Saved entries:
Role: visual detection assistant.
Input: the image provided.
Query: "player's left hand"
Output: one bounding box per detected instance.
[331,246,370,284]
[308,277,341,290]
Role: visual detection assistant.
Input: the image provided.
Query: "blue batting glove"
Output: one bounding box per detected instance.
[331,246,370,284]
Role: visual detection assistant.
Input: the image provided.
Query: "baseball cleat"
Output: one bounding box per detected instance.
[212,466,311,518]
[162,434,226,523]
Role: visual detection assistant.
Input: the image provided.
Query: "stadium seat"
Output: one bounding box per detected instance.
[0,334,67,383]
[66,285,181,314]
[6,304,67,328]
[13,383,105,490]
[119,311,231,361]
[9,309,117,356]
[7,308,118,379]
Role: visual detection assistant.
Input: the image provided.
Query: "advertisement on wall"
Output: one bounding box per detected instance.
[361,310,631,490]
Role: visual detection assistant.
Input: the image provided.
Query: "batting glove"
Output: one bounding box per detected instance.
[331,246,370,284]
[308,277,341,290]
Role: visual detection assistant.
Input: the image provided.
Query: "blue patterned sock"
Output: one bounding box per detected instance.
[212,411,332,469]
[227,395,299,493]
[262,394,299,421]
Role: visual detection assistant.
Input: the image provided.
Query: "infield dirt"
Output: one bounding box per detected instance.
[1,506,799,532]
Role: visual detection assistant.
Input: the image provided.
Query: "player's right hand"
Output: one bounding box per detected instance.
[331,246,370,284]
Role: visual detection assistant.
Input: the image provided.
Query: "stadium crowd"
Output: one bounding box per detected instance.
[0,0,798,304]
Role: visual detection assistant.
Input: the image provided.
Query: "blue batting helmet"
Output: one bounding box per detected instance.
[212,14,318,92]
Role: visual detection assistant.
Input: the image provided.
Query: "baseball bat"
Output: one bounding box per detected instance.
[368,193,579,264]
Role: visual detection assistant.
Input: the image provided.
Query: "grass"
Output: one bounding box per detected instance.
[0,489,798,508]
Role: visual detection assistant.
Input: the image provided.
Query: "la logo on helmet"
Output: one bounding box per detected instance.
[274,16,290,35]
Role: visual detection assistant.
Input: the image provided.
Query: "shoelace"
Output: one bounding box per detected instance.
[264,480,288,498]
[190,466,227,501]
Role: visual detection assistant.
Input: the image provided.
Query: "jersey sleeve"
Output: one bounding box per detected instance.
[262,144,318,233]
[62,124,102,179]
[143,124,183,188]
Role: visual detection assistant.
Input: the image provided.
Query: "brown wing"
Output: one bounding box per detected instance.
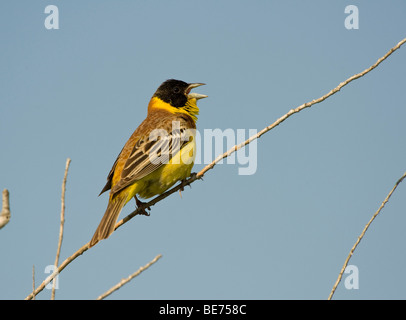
[111,118,194,195]
[100,111,195,196]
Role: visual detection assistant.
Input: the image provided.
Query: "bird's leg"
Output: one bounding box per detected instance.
[178,175,197,197]
[179,178,188,197]
[134,195,151,216]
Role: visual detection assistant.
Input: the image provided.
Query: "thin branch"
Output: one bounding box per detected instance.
[96,254,162,300]
[51,158,71,300]
[25,242,90,300]
[0,189,11,229]
[328,171,406,300]
[196,38,406,178]
[32,265,36,300]
[25,37,406,300]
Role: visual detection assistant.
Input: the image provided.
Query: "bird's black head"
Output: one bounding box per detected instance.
[153,79,190,109]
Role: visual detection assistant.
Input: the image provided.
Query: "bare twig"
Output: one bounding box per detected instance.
[32,265,36,300]
[25,242,90,300]
[51,158,71,300]
[25,37,406,300]
[96,254,162,300]
[195,38,406,177]
[328,171,406,300]
[0,189,11,229]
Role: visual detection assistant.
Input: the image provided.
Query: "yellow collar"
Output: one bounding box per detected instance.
[148,96,199,122]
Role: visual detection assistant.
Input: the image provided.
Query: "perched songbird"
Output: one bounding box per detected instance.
[90,79,207,247]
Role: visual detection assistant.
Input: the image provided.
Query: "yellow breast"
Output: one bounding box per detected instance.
[136,136,196,199]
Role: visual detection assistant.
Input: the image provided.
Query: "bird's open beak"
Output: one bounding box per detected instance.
[186,83,208,100]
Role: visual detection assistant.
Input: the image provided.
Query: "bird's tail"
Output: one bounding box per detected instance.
[89,194,127,247]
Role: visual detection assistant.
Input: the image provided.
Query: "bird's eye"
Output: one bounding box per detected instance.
[173,87,180,93]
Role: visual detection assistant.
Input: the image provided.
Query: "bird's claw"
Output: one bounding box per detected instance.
[134,197,151,216]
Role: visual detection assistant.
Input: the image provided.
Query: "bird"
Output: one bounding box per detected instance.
[89,79,207,247]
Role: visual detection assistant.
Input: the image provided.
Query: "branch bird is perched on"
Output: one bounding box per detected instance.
[90,79,207,247]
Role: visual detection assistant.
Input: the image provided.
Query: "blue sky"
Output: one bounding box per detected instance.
[1,1,406,300]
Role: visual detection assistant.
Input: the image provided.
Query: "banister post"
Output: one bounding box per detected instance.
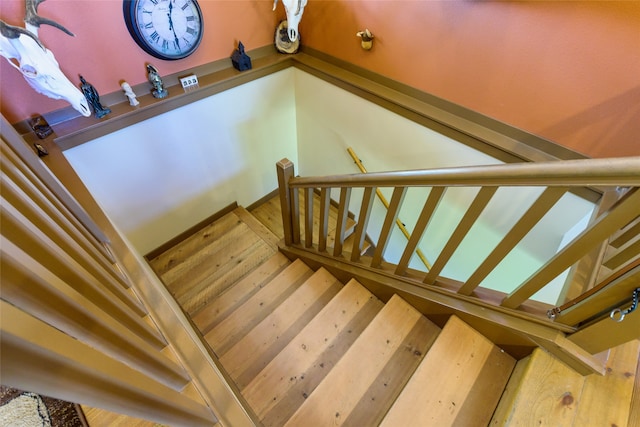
[277,159,295,246]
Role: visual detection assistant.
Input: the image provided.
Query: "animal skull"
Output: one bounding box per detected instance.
[273,0,307,42]
[0,0,90,117]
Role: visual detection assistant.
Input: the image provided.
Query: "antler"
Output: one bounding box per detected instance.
[0,20,44,48]
[25,0,74,37]
[0,0,73,46]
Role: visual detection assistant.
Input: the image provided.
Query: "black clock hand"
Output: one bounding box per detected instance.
[167,1,180,49]
[168,0,174,31]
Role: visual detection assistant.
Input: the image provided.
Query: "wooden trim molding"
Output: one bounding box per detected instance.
[12,45,598,203]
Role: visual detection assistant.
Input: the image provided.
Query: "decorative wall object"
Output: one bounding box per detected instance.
[80,75,111,119]
[274,20,299,54]
[0,0,90,117]
[356,29,374,50]
[123,0,204,60]
[29,115,52,139]
[33,142,49,157]
[231,41,252,71]
[147,64,168,98]
[272,0,307,43]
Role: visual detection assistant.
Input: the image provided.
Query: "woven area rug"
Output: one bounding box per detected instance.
[0,386,88,427]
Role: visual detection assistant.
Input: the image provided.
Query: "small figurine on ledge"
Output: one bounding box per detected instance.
[34,143,49,157]
[79,75,111,119]
[146,64,168,99]
[121,82,140,106]
[231,41,252,71]
[29,115,53,139]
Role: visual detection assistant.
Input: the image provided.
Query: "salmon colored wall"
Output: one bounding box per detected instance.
[300,1,640,158]
[2,1,638,158]
[0,0,281,124]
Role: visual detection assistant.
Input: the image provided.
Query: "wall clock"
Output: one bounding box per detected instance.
[123,0,204,60]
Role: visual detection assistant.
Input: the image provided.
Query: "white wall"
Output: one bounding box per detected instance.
[65,69,297,254]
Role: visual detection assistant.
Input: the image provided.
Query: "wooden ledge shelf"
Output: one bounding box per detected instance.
[49,46,293,151]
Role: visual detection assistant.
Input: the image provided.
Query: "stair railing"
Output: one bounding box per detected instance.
[347,147,432,271]
[277,157,640,331]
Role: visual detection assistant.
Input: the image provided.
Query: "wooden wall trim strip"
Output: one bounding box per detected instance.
[13,46,595,200]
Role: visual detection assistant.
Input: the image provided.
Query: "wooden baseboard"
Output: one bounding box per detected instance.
[246,188,279,212]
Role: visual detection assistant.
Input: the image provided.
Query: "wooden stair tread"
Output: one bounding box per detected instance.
[233,206,281,250]
[149,212,241,276]
[219,267,343,389]
[380,315,515,427]
[629,343,640,427]
[574,339,640,427]
[242,279,384,427]
[249,195,284,239]
[490,347,585,426]
[284,294,440,427]
[204,259,313,356]
[159,219,266,297]
[179,238,276,315]
[191,252,291,334]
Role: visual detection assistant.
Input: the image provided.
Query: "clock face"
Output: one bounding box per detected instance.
[124,0,204,60]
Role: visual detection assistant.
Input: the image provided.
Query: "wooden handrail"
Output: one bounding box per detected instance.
[289,157,640,188]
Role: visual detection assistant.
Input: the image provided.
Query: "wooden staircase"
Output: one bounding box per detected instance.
[147,202,640,427]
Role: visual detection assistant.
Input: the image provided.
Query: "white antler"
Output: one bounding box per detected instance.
[0,0,90,117]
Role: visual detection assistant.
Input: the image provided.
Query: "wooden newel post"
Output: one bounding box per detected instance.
[277,159,295,246]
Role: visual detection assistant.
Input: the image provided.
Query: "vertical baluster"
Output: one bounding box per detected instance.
[424,186,498,285]
[291,187,300,244]
[458,187,567,295]
[2,175,133,296]
[502,187,640,309]
[333,187,352,257]
[1,143,113,263]
[396,187,446,276]
[304,188,314,248]
[351,187,376,262]
[318,188,331,252]
[371,187,407,268]
[1,301,214,427]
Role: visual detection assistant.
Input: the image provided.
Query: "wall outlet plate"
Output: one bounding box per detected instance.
[180,74,199,91]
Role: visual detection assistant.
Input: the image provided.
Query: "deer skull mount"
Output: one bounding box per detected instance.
[272,0,307,43]
[0,0,90,117]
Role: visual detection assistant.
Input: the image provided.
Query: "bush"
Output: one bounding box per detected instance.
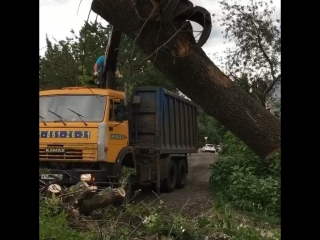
[210,132,281,218]
[39,194,190,240]
[40,195,96,240]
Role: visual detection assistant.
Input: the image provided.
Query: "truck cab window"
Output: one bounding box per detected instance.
[109,100,120,121]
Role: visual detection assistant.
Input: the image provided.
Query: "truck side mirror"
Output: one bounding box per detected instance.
[119,99,129,113]
[121,112,129,121]
[115,110,129,122]
[119,99,125,106]
[115,99,129,122]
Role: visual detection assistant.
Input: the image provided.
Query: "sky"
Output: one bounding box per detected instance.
[40,0,280,57]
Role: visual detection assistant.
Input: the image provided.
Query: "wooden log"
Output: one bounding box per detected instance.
[62,181,90,204]
[46,184,62,198]
[79,187,126,216]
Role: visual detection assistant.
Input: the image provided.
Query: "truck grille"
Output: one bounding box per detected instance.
[39,146,83,160]
[39,144,97,161]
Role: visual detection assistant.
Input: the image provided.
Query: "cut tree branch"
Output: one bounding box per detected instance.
[91,0,281,159]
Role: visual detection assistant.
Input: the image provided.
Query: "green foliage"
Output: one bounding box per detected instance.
[40,37,80,89]
[210,132,281,218]
[194,204,280,239]
[40,193,279,240]
[198,108,227,146]
[272,100,281,118]
[40,197,95,240]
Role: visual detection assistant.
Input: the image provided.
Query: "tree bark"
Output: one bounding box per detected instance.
[91,0,281,159]
[45,182,125,216]
[79,187,126,216]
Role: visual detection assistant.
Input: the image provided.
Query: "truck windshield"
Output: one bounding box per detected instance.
[39,95,106,122]
[206,144,214,147]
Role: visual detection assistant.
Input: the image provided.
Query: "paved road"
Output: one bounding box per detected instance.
[133,152,218,217]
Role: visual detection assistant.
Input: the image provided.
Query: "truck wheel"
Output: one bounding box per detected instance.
[161,159,177,193]
[176,159,187,189]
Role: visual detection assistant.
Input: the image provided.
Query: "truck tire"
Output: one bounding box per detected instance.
[176,159,187,189]
[161,159,177,193]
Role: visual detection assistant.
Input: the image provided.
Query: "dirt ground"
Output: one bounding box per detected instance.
[132,152,218,218]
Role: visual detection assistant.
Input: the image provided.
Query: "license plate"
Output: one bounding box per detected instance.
[40,174,62,180]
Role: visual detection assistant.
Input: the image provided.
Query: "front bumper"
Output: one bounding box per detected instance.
[39,169,109,186]
[205,149,216,152]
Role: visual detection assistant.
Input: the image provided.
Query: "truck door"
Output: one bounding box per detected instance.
[106,99,128,163]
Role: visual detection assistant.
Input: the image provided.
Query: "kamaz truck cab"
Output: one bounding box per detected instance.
[39,87,130,185]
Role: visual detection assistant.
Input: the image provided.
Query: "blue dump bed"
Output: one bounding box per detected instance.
[129,87,198,154]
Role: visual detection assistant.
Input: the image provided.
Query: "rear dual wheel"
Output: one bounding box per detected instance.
[161,159,187,193]
[176,159,187,189]
[161,159,177,193]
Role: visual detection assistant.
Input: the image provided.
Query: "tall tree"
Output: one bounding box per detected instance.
[198,109,227,146]
[40,37,79,89]
[216,0,281,107]
[91,0,281,159]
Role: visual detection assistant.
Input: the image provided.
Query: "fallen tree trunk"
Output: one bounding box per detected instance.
[63,181,97,206]
[79,187,126,216]
[46,182,125,216]
[91,0,280,159]
[42,169,133,216]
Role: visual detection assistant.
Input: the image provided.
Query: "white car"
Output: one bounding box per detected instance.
[203,144,216,153]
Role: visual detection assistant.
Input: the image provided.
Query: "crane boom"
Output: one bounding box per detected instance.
[100,26,122,90]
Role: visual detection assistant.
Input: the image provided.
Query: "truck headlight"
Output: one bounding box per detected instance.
[80,174,91,181]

_What you are asked to do_
Show the lines above that have the word "skull".

_Solution to this problem_
Query: "animal skull"
Query: "deer skull mount"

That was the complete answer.